Description of the task: Restate the listing that follows word for word, without its pictures.

Task input:

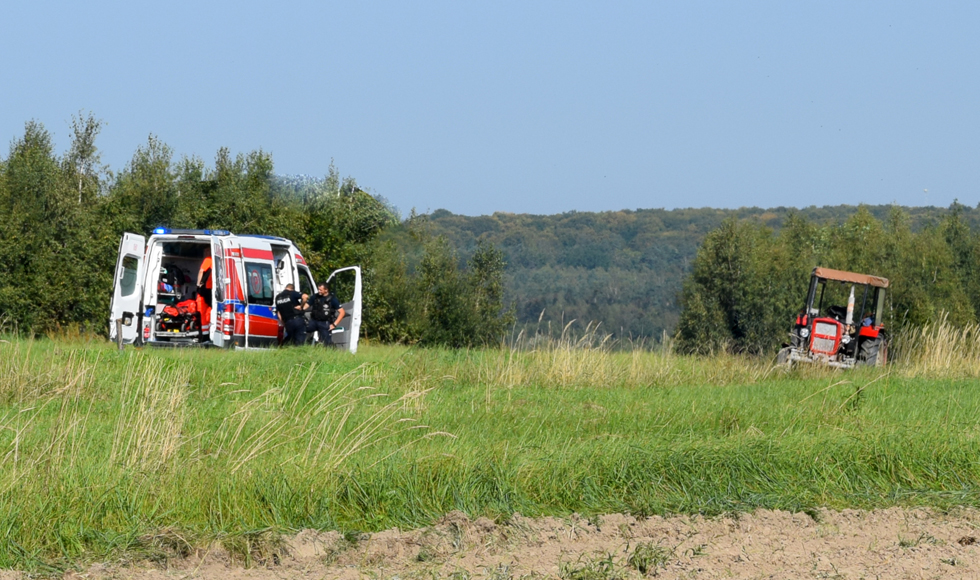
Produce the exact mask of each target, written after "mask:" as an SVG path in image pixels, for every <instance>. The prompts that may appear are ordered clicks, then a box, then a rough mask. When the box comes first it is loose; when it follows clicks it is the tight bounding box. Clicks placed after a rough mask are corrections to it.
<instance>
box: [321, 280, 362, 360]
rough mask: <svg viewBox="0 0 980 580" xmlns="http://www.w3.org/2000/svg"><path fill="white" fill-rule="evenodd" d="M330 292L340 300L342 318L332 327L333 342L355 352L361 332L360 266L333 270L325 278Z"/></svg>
mask: <svg viewBox="0 0 980 580" xmlns="http://www.w3.org/2000/svg"><path fill="white" fill-rule="evenodd" d="M327 286H329V287H330V293H331V294H333V295H334V296H336V297H337V300H339V301H340V307H341V308H343V309H344V319H343V320H341V321H340V324H338V328H336V329H334V331H333V336H332V337H331V338H332V339H333V344H335V345H337V346H339V347H341V348H345V349H346V350H349V351H350V352H352V353H356V352H357V338H358V335H359V334H360V332H361V268H360V266H350V267H347V268H340V269H339V270H334V271H333V272H332V273H331V274H330V277H329V278H327Z"/></svg>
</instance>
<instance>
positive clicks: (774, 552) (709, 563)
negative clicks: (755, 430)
mask: <svg viewBox="0 0 980 580" xmlns="http://www.w3.org/2000/svg"><path fill="white" fill-rule="evenodd" d="M978 554H980V512H977V511H976V510H957V511H955V512H953V513H950V514H940V513H936V512H932V511H929V510H904V509H898V508H894V509H887V510H880V511H872V512H864V511H855V510H845V511H842V512H835V511H828V510H820V511H818V512H814V513H812V514H810V515H807V514H803V513H789V512H781V511H766V510H759V511H756V512H754V513H747V514H741V515H739V516H737V517H719V518H704V517H698V516H694V517H684V516H677V517H669V518H661V517H651V518H634V517H632V516H626V515H608V516H603V517H598V518H592V519H586V518H581V517H577V516H572V517H569V518H541V519H528V518H524V517H521V516H520V515H519V514H515V515H514V516H513V518H511V520H510V521H509V522H507V523H505V524H495V523H494V522H492V521H490V520H488V519H485V518H480V519H477V520H475V521H474V520H470V519H469V518H467V517H466V516H465V515H464V514H462V513H459V512H453V513H450V514H448V515H446V516H445V517H444V518H443V519H442V520H441V521H440V522H439V523H438V524H437V525H435V526H432V527H430V528H424V529H420V530H410V531H401V530H397V529H393V530H386V531H383V532H379V533H375V534H370V535H367V534H363V535H360V536H350V535H348V536H347V537H344V536H342V535H340V534H338V533H336V532H325V533H321V532H316V531H313V530H306V531H303V532H301V533H299V534H298V535H296V536H294V537H292V538H287V539H286V541H285V542H284V543H283V544H281V545H279V546H278V547H276V548H274V549H265V550H260V551H258V552H256V553H255V554H254V556H253V557H254V560H253V566H252V567H250V568H245V567H243V565H242V563H241V560H240V558H235V557H232V556H231V554H230V553H229V552H227V551H226V550H225V549H224V548H218V547H212V548H211V549H210V550H201V551H199V552H197V553H194V554H191V555H190V556H188V557H187V558H183V559H177V560H170V561H169V562H168V563H167V565H166V566H165V567H152V566H149V565H143V566H139V567H119V566H114V565H110V566H104V565H96V566H92V567H90V568H89V569H88V570H85V571H84V572H81V573H72V574H69V575H68V576H70V577H85V578H95V579H99V578H120V579H129V578H136V577H139V578H159V579H161V580H163V579H169V578H201V579H212V578H213V579H218V578H222V579H226V578H231V579H260V580H264V579H270V580H271V579H292V578H340V579H350V580H354V579H361V578H371V579H379V578H391V579H394V578H398V579H400V580H402V579H410V578H420V579H421V578H425V579H433V578H452V579H454V580H465V579H467V578H474V579H475V578H491V579H493V580H507V579H511V578H513V579H515V580H517V579H520V578H522V577H523V578H562V579H565V580H612V579H615V578H623V579H626V578H642V577H644V576H646V577H657V578H855V579H856V578H980V558H978ZM10 577H12V575H10V574H6V575H5V574H0V578H4V579H6V578H10Z"/></svg>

Exercise output:
Produce the exact mask of each target, written after "mask:" as an SVG path in image pixels, for every <instance>. The prompts that may appear are ordered clicks, then a box, then a rough mask. When the box comes first it is loose; when it follows clicks it is the tight bounding box. Clicks placed after a rough mask are corrections to it.
<instance>
box: [321, 280, 362, 360]
rough mask: <svg viewBox="0 0 980 580" xmlns="http://www.w3.org/2000/svg"><path fill="white" fill-rule="evenodd" d="M330 292L340 300L342 318L332 327L333 342L355 352L361 332L360 266L333 270L325 278Z"/></svg>
mask: <svg viewBox="0 0 980 580" xmlns="http://www.w3.org/2000/svg"><path fill="white" fill-rule="evenodd" d="M327 286H329V287H330V293H331V294H333V295H334V296H336V297H337V300H339V301H340V307H341V308H343V309H344V319H343V320H341V321H340V324H338V328H336V329H334V331H333V336H332V337H331V338H332V339H333V344H335V345H337V346H339V347H341V348H345V349H346V350H349V351H350V352H352V353H356V352H357V338H358V335H359V334H360V332H361V268H360V266H350V267H347V268H340V269H339V270H334V271H333V272H332V273H331V274H330V277H329V278H327Z"/></svg>
</instance>
<instance>
positive clicks: (774, 552) (709, 563)
negative clicks: (755, 430)
mask: <svg viewBox="0 0 980 580" xmlns="http://www.w3.org/2000/svg"><path fill="white" fill-rule="evenodd" d="M978 554H980V512H977V511H976V510H957V511H955V512H953V513H950V514H940V513H936V512H932V511H929V510H904V509H898V508H894V509H887V510H880V511H872V512H864V511H855V510H845V511H842V512H835V511H828V510H820V511H818V512H814V513H812V514H810V515H807V514H803V513H789V512H781V511H766V510H759V511H756V512H754V513H747V514H741V515H739V516H737V517H719V518H704V517H698V516H694V517H684V516H677V517H669V518H661V517H651V518H634V517H632V516H626V515H608V516H603V517H598V518H592V519H586V518H581V517H577V516H572V517H569V518H541V519H528V518H524V517H521V516H520V515H519V514H515V515H514V516H513V518H511V520H510V521H509V522H507V523H505V524H495V523H494V522H492V521H490V520H488V519H485V518H480V519H477V520H475V521H474V520H470V519H469V518H467V517H466V516H465V515H464V514H462V513H459V512H453V513H450V514H448V515H446V516H445V517H444V518H443V519H442V520H441V521H440V522H439V523H438V524H437V525H435V526H432V527H430V528H424V529H420V530H410V531H401V530H397V529H393V530H386V531H383V532H379V533H375V534H370V535H367V534H363V535H360V536H350V535H348V536H347V537H344V536H342V535H340V534H338V533H336V532H325V533H321V532H316V531H313V530H306V531H303V532H301V533H299V534H298V535H296V536H294V537H292V538H287V539H286V541H285V542H284V543H283V544H281V545H279V546H278V547H276V548H274V549H265V550H260V551H258V552H256V553H255V554H254V556H253V557H254V560H253V566H252V567H250V568H245V567H243V565H242V563H241V560H240V558H235V557H232V556H231V554H230V553H229V552H227V551H226V550H225V549H224V548H218V547H212V548H211V549H210V550H201V551H199V552H197V553H194V554H191V555H190V556H188V557H187V558H183V559H177V560H170V561H169V562H168V563H167V565H166V566H165V567H152V566H149V565H143V566H139V567H119V566H114V565H110V566H104V565H96V566H92V567H90V568H89V569H88V570H85V571H84V572H81V573H72V574H69V575H68V576H70V577H85V578H95V579H99V578H120V579H129V578H136V577H139V578H159V579H161V580H163V579H169V578H201V579H212V578H213V579H218V578H222V579H226V578H231V579H260V580H264V579H270V580H271V579H292V578H340V579H350V580H354V579H361V578H371V579H379V578H391V579H394V578H398V579H400V580H402V579H410V578H420V579H421V578H425V579H433V578H452V579H454V580H465V579H467V578H474V579H475V578H491V579H493V580H507V579H511V578H513V579H515V580H517V579H520V578H522V577H523V578H562V579H565V580H612V579H615V578H623V579H626V578H642V577H644V576H646V577H657V578H855V579H856V578H980V558H978ZM10 577H12V575H10V574H6V575H5V574H0V578H4V579H6V578H10Z"/></svg>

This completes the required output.